* [What the task requires]: Print everything from the line containing "point: dry grass" down to the line containing "column 581, row 513", both included, copying each line exactly as it appears in the records.

* [Excerpted data]:
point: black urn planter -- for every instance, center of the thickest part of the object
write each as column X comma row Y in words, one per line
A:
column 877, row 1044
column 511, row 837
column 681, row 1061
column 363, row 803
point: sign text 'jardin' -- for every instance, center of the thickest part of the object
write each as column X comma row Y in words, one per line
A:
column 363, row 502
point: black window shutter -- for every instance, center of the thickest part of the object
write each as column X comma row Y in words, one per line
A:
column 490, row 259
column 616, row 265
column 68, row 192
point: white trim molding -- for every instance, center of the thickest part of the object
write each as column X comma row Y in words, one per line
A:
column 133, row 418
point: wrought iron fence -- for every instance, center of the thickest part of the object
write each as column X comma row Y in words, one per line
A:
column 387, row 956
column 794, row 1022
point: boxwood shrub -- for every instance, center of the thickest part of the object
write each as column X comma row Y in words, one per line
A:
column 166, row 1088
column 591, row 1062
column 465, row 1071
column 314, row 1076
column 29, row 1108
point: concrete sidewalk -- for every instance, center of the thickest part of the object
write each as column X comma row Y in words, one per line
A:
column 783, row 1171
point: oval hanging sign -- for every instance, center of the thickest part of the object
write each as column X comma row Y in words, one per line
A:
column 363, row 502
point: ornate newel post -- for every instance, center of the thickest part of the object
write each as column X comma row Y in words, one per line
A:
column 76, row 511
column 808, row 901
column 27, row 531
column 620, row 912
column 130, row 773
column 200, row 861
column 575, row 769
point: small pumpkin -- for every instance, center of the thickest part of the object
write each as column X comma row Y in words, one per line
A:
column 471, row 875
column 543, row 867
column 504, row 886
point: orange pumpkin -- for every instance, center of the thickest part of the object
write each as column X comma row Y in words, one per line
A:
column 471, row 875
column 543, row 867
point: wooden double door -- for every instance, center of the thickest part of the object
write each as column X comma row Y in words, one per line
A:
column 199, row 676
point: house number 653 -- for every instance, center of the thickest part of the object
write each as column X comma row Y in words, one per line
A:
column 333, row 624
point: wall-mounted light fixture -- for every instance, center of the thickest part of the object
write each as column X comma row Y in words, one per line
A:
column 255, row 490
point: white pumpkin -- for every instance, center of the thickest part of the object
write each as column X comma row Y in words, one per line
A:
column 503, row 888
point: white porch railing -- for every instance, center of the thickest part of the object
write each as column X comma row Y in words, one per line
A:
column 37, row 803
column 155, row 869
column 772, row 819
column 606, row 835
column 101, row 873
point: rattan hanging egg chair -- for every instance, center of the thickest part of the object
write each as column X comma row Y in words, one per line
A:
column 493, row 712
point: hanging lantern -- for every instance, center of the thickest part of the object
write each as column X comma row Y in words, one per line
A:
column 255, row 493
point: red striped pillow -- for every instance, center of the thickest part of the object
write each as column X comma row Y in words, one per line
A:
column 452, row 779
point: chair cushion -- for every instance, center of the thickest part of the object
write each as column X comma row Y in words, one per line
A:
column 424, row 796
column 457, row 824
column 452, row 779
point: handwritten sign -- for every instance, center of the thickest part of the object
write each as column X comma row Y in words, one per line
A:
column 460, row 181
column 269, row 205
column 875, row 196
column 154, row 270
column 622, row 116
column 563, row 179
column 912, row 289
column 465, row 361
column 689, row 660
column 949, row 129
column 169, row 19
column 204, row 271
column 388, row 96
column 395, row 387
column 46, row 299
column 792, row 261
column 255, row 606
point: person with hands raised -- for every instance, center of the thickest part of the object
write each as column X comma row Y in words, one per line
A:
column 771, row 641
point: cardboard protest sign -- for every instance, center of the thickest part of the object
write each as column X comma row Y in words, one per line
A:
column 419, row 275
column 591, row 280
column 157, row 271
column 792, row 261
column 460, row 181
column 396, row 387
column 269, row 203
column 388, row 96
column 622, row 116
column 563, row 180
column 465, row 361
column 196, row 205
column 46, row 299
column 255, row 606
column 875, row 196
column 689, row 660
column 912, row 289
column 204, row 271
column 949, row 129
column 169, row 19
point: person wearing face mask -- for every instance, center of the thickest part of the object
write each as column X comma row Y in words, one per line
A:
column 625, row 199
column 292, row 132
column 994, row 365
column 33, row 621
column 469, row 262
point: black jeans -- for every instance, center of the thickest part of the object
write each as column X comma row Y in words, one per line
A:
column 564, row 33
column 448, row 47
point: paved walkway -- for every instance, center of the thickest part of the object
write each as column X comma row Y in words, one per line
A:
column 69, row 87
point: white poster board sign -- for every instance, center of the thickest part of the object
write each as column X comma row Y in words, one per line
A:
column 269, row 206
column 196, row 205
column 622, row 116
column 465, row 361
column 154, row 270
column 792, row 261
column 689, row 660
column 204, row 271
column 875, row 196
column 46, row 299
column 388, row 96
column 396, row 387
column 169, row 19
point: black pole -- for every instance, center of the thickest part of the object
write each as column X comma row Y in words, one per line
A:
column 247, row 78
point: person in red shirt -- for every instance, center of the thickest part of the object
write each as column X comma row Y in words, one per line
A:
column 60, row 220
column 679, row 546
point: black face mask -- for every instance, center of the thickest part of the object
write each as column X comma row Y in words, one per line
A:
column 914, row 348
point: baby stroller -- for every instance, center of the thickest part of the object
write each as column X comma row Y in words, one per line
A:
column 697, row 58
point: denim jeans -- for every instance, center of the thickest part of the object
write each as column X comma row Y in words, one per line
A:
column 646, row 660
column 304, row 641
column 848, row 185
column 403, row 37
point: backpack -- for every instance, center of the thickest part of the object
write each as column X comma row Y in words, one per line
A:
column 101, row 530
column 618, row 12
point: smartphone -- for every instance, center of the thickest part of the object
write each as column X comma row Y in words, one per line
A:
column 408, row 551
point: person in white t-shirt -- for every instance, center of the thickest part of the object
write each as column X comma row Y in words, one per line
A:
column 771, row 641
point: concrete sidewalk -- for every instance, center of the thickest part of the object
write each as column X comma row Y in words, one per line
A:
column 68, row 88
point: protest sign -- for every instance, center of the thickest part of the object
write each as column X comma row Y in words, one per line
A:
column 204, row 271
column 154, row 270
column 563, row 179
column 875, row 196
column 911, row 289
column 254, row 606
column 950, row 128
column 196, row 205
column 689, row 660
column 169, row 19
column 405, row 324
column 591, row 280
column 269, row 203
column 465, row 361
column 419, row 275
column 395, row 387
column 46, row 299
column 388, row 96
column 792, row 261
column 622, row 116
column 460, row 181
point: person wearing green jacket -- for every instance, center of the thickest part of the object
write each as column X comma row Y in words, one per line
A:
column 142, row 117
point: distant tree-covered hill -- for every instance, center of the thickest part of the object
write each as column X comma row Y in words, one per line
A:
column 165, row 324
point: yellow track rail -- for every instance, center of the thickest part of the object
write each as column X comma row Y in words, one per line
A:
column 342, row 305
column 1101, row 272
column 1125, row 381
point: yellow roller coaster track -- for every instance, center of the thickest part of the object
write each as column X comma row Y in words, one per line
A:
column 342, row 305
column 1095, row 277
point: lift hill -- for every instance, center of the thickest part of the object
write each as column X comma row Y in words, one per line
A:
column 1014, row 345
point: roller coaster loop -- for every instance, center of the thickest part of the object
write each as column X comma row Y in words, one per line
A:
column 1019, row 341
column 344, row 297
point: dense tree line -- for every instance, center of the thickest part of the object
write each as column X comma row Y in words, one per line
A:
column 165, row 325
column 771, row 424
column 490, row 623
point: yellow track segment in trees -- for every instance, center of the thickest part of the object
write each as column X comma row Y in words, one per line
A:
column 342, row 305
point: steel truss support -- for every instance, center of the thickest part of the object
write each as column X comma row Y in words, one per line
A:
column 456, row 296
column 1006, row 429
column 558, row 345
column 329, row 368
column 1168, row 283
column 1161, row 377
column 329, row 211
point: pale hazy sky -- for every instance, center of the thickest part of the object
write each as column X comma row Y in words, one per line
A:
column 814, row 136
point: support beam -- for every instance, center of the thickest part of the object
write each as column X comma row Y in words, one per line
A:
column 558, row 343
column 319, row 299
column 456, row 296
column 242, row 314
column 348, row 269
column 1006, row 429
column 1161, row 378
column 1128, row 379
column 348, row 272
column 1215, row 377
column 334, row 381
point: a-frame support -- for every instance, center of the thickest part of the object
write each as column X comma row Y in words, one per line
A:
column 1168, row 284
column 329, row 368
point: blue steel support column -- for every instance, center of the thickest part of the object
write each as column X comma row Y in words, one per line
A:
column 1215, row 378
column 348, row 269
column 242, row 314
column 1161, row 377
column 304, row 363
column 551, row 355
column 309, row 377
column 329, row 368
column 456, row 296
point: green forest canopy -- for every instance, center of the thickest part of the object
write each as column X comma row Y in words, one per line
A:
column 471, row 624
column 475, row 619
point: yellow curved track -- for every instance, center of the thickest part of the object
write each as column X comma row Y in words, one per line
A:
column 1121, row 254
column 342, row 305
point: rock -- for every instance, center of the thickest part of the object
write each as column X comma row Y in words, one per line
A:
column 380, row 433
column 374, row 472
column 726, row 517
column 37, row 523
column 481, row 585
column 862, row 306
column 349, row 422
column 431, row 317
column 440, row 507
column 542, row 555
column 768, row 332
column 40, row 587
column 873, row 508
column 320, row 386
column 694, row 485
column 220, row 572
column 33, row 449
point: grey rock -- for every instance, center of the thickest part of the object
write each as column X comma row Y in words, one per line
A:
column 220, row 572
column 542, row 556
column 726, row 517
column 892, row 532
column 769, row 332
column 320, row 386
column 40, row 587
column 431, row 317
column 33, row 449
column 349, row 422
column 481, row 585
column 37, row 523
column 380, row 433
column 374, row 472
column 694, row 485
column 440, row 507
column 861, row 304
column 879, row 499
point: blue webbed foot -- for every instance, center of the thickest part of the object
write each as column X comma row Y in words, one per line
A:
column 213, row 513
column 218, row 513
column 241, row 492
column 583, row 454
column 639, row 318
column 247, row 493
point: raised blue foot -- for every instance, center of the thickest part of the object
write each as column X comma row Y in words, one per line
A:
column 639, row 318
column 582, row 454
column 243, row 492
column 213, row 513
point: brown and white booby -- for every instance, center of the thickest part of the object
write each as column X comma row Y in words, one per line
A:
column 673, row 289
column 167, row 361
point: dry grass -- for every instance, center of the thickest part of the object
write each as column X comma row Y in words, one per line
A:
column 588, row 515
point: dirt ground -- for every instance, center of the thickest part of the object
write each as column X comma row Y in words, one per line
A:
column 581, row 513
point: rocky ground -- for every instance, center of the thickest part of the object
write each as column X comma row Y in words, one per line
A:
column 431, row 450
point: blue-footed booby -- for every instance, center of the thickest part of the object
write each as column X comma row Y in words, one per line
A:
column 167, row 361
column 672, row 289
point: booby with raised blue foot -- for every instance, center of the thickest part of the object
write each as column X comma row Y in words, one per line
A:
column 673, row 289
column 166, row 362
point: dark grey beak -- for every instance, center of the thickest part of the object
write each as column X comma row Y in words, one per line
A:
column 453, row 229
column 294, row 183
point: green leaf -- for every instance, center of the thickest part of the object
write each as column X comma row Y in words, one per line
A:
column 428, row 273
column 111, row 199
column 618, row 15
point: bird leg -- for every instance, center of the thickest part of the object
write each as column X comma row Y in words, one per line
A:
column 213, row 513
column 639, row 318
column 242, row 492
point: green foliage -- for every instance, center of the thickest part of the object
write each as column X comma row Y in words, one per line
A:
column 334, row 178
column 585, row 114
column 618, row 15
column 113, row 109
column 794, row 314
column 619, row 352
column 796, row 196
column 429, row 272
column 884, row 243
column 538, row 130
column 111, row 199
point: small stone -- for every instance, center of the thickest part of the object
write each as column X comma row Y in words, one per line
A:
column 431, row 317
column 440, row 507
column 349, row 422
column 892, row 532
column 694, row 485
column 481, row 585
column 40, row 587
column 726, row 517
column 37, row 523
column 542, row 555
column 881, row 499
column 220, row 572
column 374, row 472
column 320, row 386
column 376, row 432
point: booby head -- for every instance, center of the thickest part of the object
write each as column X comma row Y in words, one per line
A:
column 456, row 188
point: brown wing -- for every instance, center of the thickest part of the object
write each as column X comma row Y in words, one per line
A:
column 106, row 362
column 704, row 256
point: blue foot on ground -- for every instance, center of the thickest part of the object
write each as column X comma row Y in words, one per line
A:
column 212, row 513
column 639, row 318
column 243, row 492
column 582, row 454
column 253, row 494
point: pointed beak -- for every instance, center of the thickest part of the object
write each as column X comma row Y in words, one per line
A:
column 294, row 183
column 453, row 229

* [Task result]:
point: dry grass -- for every instance, center of the thickest part of the object
write each as column X comma row Y in words, one per line
A:
column 588, row 515
point: dirt ground -- for every instance, center of the thickest part of the object
write each as column X comma row Y in words, one per line
A:
column 581, row 513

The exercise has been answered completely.